Decide whether each statement below agrees with the passage on single-cell analysis, and give yes or no with the deciding words quoted from it.
1. Before single-cell ‘OMICS, researchers studied a combined picture of a tissue system rather than a single cell type.
2. Single-cell analysis is said to add "right dose" to precision medicine.
3. The offering described addresses challenges in analyzing large-scale, single-cell datasets.

Top of Supplied passage

What new areas of life science research promise to uncover new insights into human health?

The idea of precision medicine – delivering the right drug treatment to the right patient at the right time and at the right dose – underpins current thinking in healthcare practice, and in pharma R&D. However, until single-cell ‘OMICS came along, researchers were looking at an aggregated picture – the ‘OMICs of a tissue system, rather than that of a single cell type. Now, single-cell analysis has become a major focus of interest and is widely seen as the ‘game changer’ – with the potential to take precision medicine to the next level by adding ‘right cell’ into the mix.

We offer biopharmaceutical developers the ability to break through the data wrangling, distributed computing and machine-learning challenges associated with the analysis of large-scale, single-cell datasets. Users can then build a multidimensional understanding of disease biology, scale to handle more samples from patients with more cells, more features, broader coverage and readily assess key biological hypotheses for target evaluation, disease progression and precision medicine. 

How does Paradigm4 help scientists resolve and even advance challenges with data analysis and interpretation?

Bottom of Supplied passage
Top of Data excerpts

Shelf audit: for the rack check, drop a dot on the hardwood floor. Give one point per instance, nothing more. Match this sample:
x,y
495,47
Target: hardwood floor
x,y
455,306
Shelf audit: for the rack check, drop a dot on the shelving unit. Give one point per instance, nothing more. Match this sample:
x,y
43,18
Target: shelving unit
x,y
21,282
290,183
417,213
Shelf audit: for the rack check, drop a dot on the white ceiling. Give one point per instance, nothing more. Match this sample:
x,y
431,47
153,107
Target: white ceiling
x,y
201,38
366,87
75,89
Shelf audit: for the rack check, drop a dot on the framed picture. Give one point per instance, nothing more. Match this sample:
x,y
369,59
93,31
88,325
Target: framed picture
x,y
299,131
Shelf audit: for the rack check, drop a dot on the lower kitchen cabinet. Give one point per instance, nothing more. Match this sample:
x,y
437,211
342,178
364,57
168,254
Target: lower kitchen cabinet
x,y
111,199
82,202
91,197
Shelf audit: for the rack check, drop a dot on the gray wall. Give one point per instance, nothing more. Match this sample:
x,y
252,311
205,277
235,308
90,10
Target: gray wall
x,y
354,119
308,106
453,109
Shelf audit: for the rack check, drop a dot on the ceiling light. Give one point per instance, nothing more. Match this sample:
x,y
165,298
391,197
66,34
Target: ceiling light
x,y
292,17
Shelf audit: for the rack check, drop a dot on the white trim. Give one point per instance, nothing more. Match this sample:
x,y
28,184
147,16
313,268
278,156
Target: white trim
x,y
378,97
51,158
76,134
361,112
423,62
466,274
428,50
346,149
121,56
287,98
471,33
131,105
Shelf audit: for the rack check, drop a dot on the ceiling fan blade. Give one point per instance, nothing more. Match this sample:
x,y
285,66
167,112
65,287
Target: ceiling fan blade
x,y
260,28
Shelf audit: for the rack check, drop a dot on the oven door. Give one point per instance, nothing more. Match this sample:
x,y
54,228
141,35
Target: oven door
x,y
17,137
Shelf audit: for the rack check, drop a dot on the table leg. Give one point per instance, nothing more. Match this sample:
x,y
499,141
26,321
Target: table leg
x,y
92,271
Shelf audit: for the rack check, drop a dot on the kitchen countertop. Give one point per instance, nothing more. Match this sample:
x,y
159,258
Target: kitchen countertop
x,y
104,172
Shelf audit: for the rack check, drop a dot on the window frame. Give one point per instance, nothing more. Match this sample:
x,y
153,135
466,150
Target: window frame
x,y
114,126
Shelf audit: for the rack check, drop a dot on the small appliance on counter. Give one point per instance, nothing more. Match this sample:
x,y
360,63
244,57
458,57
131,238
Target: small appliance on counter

Bottom of Data excerpts

• _Expected answer_
1. Yes: "researchers were looking at an aggregated picture – the ‘OMICs of a tissue system, rather than that of a single cell type"
2. No: "with the potential to take precision medicine to the next level by adding ‘right cell’ into the mix"
3. Yes: "the data wrangling, distributed computing and machine-learning challenges associated with the analysis of large-scale, single-cell datasets"